| COMPITO BREVE |
Riscrivi tutti i dati seguenti sostituendo "bounding box" con "rectangle" e lasciando invariato tutto il resto.

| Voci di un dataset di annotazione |
%%

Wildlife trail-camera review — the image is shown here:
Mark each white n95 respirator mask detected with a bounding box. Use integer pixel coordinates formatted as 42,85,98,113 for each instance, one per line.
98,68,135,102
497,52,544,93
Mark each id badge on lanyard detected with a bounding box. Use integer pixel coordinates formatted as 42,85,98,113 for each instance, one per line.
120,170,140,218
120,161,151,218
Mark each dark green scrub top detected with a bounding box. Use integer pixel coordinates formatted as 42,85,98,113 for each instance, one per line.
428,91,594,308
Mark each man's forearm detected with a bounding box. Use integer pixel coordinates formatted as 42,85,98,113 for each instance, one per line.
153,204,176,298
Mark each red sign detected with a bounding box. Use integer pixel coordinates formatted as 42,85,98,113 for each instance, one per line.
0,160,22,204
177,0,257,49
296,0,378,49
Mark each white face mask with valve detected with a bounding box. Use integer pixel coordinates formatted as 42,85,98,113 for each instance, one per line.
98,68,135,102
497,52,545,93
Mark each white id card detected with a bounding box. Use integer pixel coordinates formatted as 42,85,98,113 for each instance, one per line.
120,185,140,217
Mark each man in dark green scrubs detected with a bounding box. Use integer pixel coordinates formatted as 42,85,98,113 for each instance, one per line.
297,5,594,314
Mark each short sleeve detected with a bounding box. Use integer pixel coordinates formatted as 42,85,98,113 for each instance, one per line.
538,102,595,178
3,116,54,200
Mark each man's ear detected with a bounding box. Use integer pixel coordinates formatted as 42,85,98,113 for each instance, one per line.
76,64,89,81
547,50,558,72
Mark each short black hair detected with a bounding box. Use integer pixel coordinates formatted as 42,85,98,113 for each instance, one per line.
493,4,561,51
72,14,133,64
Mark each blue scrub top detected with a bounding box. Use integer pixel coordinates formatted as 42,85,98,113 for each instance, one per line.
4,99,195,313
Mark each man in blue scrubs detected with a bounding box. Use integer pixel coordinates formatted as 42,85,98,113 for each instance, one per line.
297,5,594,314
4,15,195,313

%%

| RISPOSTA AL COMPITO |
Wildlife trail-camera review — the image is shown here:
Mark each white n95 respirator mask detected with a rectangle. Use integer pixel coordinates formatted as 42,85,98,113 for each instance, one per line.
98,68,135,102
497,52,544,93
Mark each id badge on lanyard detected with a rectangle. Use integer pixel coordinates formatted as 42,85,98,113 for each instance, one per line.
120,170,140,218
120,161,151,218
Mark each dark green scrub top detected with a rectangle. Use integer pixel coordinates formatted as 42,85,98,113 for each instance, one per line.
428,91,594,308
Mark each man's forearm detected with a rectangle. Use integer pixel coordinates formatted as 42,85,98,113 for each instance, one per line.
153,204,176,298
Mark each red sign detected with a rectangle. Use integer pixel coordinates formatted as 42,85,98,113 for each instance, one per line.
0,160,22,204
177,0,257,49
296,0,378,49
Mark each white face mask with valve detected with a rectangle. Use integer pixel coordinates formatted as 42,85,98,113 for each instance, one per line.
98,68,135,102
497,52,545,93
Mark each white id card detected with a rectangle. Use integer pixel coordinates formatted as 42,85,98,113 for each instance, one per line.
120,185,140,217
Mark each man in dark green scrubs detected with a rectangle. Use integer pixel coordinates formatted as 42,85,98,113 for each instance, one per line.
297,5,594,314
Mark each short sleeve detected with a rectangle. Use integer pixel coordinates formatted as 42,85,98,113 for each instance, one per line.
538,102,595,178
3,116,54,200
Mark each man's ear detected with a rectangle. Use integer pixel coordinates formatted as 42,85,98,113 for each instance, one per line.
76,64,89,81
547,50,558,72
Mark each short black hair detected with a rectangle. Use integer pixel coordinates formatted as 42,85,98,113 for each instance, one per line.
493,4,561,51
72,14,133,64
Mark each blue scrub top detected with a rectangle. Use integer pixel coordinates formatted as 42,85,98,113 for each instance, one per line.
4,99,195,313
Mark each man in blue scrubs detected with a rectangle. Use integer pixel coordinates formatted as 42,85,98,113 for each instance, one per line.
297,5,594,314
4,15,195,313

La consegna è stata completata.